:: Exercise description ::
Output all of the data below exactly as given.

:: Exercise data ::
— START —

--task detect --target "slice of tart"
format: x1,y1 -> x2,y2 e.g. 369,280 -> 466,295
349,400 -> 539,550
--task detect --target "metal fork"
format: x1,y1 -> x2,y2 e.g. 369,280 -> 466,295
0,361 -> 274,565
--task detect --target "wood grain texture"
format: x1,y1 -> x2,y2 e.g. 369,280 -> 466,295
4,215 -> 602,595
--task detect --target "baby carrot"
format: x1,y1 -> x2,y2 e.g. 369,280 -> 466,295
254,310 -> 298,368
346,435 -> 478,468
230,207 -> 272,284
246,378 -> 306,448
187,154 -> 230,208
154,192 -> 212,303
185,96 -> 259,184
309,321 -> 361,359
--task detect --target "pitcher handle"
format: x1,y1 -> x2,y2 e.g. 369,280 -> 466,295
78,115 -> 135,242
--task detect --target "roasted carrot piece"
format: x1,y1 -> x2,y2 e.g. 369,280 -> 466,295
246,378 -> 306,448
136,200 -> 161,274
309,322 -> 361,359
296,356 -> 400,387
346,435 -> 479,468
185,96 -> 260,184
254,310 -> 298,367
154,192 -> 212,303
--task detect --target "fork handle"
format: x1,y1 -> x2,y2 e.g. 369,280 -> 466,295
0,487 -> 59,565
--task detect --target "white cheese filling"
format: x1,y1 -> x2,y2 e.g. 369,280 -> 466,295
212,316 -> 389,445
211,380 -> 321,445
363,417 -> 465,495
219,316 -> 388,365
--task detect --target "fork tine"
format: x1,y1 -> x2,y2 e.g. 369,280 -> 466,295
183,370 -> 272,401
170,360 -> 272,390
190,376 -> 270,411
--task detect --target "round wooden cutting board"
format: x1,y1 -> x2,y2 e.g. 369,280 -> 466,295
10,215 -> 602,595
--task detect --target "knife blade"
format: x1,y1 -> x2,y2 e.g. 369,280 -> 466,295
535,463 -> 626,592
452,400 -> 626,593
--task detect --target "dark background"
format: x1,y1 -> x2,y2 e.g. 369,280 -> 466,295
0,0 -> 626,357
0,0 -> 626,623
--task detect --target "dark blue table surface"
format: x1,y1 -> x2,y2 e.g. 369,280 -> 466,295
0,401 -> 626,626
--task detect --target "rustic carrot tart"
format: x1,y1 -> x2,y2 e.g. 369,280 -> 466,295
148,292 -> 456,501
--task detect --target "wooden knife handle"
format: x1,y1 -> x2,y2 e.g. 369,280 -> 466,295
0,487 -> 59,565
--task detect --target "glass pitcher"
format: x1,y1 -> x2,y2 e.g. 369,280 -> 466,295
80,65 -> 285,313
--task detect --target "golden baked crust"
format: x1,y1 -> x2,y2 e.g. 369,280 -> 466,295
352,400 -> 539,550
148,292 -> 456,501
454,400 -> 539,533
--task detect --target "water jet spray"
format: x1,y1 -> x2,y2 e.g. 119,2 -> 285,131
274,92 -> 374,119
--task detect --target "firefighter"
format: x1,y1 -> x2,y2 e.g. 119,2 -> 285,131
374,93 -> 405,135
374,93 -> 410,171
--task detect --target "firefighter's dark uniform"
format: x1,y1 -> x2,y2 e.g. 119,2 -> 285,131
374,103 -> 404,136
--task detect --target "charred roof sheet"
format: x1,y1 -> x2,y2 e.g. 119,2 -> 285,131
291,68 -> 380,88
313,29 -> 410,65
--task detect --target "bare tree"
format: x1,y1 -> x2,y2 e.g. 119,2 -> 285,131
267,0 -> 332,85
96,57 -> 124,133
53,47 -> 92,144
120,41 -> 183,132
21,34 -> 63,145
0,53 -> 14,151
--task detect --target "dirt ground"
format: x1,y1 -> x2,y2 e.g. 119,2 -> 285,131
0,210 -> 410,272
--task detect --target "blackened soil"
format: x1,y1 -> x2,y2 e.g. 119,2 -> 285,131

— END —

:: Complete answer ::
--task detect --target "slice of tart"
format: x1,y1 -> x2,y2 e.g. 369,280 -> 466,295
349,400 -> 539,550
--task detect --target "metal fork"
format: x1,y1 -> x2,y2 e.g. 369,280 -> 466,295
0,361 -> 274,565
--task detect --target "wood grain texture"
format: x1,y1 -> x2,y2 e.g. 369,280 -> 466,295
4,215 -> 602,595
--task detect --target "baby carrot"
format: x1,y1 -> x2,y2 e.g. 369,280 -> 466,295
254,310 -> 298,368
346,435 -> 478,468
230,207 -> 272,284
246,378 -> 306,448
187,154 -> 230,208
154,192 -> 212,303
185,96 -> 259,184
309,321 -> 361,359
--task detect --target "pitcher handle"
format: x1,y1 -> x2,y2 e.g. 369,280 -> 466,295
78,115 -> 135,242
--task detect --target "roasted carrot piece"
format: x1,y1 -> x2,y2 e.g. 369,280 -> 466,295
246,378 -> 306,448
136,200 -> 161,274
309,322 -> 361,359
296,356 -> 400,387
346,435 -> 479,468
185,96 -> 260,184
254,310 -> 298,367
154,192 -> 212,303
--task detect --target "fork handle"
format: x1,y1 -> x2,y2 e.g. 369,280 -> 466,295
0,487 -> 59,565
--task detect --target "white cheese filling"
format: x1,y1 -> x2,y2 e.g. 369,280 -> 466,295
212,316 -> 389,445
211,380 -> 321,445
363,417 -> 465,495
219,316 -> 388,365
--task detect --target "fork tine"
format: x1,y1 -> x2,y2 e.g. 369,280 -> 466,295
183,370 -> 272,401
170,360 -> 272,390
190,376 -> 270,411
--task detect --target "round wooden cutting board"
format: x1,y1 -> x2,y2 e.g. 369,280 -> 466,295
10,215 -> 602,595
--task detect --target "knife blade"
format: x1,y1 -> x2,y2 e.g. 369,280 -> 466,295
535,463 -> 626,592
452,400 -> 626,593
--task detect --target "dark background"
format: x1,y1 -> x2,y2 e.g. 369,280 -> 466,295
0,0 -> 626,357
0,0 -> 626,623
--task detect --target "dark blue table surface"
format: x1,y1 -> x2,y2 e.g. 369,280 -> 466,295
0,401 -> 626,626
--task detect --target "rustic carrot tart"
format: x1,y1 -> x2,y2 e.g. 369,280 -> 466,295
148,292 -> 456,501
--task detect --target "wooden knife handle"
format: x1,y1 -> x2,y2 e.g. 369,280 -> 466,295
0,487 -> 59,565
--task detect --target "glass pitcher"
format: x1,y1 -> x2,y2 e.g. 369,280 -> 466,295
80,65 -> 285,313
--task detect --target "golden baked crust"
format: x1,y1 -> x2,y2 e.g. 369,280 -> 466,295
352,400 -> 539,550
148,292 -> 456,501
454,400 -> 539,533
--task detect --target "water jet spray"
format: x1,y1 -> x2,y2 e.g. 119,2 -> 285,131
274,92 -> 374,119
--task detect --target "firefighter"
format: x1,y1 -> x2,y2 e.g. 119,2 -> 285,131
374,93 -> 405,135
374,93 -> 410,171
--task detect --target "firefighter's dark uniform"
format: x1,y1 -> x2,y2 e.g. 119,2 -> 285,131
374,103 -> 404,136
--task detect --target "charred roof sheet"
format: x1,y1 -> x2,y2 e.g. 119,2 -> 285,131
291,68 -> 380,88
313,29 -> 410,65
--task detect --target "bare tree"
format: x1,y1 -> x2,y2 e.g. 119,2 -> 285,131
267,0 -> 332,85
96,57 -> 124,133
53,47 -> 92,144
120,41 -> 183,132
21,34 -> 63,145
0,53 -> 14,151
--task detect --target "dirt ground"
format: x1,y1 -> x2,y2 e.g. 119,2 -> 285,131
0,210 -> 410,272
--task detect --target "blackened soil"
format: x1,y1 -> x2,y2 e.g. 119,2 -> 285,131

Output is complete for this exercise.